Task: Scan the lines below for the string "rocky". Reply with how many match, and no other words.

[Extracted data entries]

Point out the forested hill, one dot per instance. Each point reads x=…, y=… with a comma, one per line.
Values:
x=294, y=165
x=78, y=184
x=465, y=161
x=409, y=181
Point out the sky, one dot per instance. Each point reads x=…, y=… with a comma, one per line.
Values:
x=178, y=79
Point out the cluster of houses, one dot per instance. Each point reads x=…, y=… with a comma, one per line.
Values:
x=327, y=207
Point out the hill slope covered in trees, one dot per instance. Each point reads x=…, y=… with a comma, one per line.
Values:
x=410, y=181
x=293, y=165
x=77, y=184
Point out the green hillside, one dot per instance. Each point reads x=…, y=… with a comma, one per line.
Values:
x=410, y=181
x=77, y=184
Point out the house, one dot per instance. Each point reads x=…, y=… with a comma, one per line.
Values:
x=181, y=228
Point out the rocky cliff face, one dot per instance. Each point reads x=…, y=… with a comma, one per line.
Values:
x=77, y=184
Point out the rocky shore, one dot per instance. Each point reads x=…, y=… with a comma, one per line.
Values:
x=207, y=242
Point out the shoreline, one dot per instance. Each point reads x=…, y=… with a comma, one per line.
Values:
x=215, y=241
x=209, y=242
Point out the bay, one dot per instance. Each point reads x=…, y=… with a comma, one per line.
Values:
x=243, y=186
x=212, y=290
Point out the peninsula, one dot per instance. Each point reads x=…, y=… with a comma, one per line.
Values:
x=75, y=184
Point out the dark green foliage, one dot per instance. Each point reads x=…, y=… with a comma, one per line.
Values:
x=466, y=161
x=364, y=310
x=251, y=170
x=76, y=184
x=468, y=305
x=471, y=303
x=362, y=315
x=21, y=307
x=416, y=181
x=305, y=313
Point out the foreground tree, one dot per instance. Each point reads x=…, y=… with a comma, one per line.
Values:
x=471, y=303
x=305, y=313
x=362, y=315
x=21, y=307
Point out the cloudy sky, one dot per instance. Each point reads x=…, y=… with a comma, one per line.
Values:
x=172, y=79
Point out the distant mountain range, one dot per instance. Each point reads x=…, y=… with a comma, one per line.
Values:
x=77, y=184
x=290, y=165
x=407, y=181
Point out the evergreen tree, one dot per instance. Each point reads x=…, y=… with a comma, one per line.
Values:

Solution to the exercise: 2